(INSTRUCTIONS TO FOLLOW) Will you quote only the lines starting at the one that contains "of the trash" and ending with the last line of the listing below, inclusive?

* BEGIN DATA *

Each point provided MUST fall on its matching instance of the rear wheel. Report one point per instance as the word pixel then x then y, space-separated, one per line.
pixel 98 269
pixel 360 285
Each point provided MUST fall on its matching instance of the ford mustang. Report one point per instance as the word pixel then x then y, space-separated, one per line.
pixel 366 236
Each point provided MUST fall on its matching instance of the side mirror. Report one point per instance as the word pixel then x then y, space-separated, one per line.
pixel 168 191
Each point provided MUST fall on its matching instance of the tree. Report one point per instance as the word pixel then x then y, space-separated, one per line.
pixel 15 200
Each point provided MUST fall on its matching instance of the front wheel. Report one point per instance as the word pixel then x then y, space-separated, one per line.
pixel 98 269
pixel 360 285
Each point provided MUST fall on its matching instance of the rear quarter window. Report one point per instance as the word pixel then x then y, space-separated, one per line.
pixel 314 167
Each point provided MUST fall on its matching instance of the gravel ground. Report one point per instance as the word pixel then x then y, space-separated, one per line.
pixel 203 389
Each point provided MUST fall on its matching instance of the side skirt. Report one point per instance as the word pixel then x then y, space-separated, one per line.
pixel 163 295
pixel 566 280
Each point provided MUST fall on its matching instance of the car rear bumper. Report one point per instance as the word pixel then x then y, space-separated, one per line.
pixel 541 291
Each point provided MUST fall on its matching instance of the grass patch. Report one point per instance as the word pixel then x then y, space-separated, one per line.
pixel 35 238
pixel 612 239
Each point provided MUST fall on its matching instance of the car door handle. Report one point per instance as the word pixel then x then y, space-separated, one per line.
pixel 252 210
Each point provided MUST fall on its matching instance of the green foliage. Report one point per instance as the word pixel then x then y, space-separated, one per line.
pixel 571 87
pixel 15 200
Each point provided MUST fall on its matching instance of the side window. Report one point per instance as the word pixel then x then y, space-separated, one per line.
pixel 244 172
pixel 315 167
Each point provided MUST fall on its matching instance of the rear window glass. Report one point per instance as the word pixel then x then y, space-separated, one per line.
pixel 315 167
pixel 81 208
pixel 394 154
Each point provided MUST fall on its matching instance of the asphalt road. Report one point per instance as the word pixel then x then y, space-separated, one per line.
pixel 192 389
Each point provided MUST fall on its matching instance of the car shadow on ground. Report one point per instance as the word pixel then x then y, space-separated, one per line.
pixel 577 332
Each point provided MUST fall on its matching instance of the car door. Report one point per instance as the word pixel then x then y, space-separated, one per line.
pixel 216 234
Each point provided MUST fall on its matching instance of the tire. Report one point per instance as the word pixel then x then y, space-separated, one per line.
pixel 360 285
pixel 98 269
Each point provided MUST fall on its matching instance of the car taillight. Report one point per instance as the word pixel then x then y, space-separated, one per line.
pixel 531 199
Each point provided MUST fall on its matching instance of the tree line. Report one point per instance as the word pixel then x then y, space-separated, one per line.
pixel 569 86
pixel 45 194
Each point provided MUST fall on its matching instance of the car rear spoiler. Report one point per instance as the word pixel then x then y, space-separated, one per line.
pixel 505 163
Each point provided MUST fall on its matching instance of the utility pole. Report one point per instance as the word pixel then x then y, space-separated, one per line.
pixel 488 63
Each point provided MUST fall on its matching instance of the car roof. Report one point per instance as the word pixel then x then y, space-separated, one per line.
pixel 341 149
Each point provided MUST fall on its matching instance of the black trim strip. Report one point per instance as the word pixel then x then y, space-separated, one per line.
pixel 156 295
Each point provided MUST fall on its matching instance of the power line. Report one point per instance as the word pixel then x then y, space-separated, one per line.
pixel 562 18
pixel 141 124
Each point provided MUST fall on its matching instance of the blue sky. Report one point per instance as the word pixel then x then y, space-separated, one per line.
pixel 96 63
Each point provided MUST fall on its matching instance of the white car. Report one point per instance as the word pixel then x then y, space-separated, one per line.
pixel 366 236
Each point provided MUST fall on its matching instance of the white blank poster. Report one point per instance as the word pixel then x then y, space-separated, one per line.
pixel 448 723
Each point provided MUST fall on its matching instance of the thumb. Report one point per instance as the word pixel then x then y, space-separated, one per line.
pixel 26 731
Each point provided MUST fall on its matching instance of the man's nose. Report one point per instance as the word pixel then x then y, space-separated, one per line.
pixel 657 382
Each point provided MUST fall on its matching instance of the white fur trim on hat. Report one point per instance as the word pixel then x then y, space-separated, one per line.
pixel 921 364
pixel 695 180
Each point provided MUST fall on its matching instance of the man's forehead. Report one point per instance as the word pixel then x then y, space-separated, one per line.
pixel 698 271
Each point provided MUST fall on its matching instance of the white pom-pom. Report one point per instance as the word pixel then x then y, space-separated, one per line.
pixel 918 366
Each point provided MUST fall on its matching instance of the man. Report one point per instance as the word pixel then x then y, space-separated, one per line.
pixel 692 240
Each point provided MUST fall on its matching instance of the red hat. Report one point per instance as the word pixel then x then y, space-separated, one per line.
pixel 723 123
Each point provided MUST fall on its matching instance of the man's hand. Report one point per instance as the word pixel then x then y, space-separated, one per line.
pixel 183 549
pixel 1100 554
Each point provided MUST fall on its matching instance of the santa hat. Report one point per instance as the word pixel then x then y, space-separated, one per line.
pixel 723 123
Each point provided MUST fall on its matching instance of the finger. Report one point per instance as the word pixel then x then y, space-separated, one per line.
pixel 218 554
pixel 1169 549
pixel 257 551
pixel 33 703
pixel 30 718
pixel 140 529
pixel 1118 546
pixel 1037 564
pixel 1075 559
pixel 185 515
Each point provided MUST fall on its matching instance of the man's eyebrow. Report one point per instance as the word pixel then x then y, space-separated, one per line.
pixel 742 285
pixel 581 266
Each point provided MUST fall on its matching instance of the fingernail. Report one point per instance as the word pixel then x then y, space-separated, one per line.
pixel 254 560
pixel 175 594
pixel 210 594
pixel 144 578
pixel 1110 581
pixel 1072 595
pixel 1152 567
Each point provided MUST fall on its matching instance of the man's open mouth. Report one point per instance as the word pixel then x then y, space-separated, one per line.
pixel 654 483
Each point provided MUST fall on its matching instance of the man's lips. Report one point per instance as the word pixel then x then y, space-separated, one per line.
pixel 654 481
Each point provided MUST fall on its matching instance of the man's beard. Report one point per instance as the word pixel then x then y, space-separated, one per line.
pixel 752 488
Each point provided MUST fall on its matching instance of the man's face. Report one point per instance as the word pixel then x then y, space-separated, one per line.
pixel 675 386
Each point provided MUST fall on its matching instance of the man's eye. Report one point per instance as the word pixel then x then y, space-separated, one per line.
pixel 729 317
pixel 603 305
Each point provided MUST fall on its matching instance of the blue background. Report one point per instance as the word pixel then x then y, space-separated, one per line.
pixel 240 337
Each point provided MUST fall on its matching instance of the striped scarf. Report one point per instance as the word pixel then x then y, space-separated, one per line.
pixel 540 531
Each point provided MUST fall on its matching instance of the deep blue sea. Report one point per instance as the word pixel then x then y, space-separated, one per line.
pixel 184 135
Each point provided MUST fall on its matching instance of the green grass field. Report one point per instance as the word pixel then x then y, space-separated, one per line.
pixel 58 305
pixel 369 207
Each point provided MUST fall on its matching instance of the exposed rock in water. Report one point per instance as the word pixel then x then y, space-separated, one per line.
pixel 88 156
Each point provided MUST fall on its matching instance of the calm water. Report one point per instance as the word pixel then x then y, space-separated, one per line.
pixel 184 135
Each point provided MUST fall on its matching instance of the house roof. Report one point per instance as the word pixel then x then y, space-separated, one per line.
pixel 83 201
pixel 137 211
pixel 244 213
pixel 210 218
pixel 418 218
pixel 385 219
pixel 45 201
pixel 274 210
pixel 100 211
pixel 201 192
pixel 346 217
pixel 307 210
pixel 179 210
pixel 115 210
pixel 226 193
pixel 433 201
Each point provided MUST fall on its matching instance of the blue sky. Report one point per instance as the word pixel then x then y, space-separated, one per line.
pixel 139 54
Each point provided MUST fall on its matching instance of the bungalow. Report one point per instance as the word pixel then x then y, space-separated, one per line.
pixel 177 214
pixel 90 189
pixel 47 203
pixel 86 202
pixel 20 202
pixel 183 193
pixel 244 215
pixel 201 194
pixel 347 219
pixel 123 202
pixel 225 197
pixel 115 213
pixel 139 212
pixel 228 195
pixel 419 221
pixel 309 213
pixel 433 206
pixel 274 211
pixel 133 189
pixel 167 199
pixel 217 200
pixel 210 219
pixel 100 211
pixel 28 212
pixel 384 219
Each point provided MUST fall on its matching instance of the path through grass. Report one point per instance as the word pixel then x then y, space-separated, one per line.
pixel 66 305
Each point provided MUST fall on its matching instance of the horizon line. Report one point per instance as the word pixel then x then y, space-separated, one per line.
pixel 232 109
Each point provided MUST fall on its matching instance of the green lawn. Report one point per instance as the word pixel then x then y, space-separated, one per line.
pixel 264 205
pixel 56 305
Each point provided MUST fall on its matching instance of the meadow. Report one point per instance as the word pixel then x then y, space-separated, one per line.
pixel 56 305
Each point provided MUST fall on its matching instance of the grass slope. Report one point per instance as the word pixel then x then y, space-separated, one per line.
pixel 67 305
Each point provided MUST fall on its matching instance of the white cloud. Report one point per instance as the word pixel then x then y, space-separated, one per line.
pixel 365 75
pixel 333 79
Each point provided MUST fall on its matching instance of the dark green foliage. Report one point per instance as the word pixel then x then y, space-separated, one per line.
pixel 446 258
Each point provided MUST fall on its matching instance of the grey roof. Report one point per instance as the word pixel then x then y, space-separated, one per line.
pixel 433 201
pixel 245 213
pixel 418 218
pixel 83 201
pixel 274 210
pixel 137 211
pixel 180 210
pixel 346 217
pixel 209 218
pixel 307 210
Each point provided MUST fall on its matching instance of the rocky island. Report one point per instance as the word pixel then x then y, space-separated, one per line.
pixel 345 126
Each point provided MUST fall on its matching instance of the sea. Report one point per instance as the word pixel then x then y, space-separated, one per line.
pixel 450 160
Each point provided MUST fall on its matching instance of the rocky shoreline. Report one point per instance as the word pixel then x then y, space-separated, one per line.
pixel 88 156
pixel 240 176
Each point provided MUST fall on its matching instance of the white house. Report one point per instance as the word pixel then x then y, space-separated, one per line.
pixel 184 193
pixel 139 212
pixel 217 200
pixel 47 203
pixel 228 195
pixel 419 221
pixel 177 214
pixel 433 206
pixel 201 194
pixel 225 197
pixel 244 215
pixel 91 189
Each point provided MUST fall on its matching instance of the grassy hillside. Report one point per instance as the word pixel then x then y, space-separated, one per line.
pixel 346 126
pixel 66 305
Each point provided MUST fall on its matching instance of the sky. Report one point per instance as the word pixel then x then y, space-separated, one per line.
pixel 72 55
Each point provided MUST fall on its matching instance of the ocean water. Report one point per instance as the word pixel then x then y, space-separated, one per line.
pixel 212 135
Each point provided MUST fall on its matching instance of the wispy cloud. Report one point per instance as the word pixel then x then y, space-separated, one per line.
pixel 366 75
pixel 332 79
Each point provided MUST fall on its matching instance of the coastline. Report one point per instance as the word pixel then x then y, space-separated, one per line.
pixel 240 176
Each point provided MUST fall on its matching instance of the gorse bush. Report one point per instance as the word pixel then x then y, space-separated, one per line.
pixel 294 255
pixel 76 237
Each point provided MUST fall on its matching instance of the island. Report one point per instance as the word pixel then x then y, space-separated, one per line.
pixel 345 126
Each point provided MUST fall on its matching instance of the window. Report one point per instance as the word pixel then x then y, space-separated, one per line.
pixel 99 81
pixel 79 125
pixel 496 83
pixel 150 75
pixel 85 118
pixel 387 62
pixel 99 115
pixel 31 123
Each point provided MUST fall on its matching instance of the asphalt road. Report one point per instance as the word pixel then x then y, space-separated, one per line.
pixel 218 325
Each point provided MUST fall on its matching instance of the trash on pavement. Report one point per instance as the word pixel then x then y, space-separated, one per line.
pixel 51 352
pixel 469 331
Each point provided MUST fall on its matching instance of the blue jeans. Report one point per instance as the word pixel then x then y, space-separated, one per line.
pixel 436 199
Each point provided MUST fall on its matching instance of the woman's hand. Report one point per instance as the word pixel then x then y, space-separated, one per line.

* END DATA *

(RESULT FOR THIS TASK)
Each point provided MUST fall on its matching instance of the trash on pavement. Report one point per instance as the word pixel then x then y, space-separated, one per line.
pixel 51 352
pixel 469 331
Each point provided MUST fall on its matching instance of the blue jeans. Report one point per instance as the word pixel then x then y, space-separated, one per line.
pixel 436 199
Each point provided MUST fall on its matching instance of the woman's hand. Report one point per instance as the word pixel then x then y, space-separated, one per line.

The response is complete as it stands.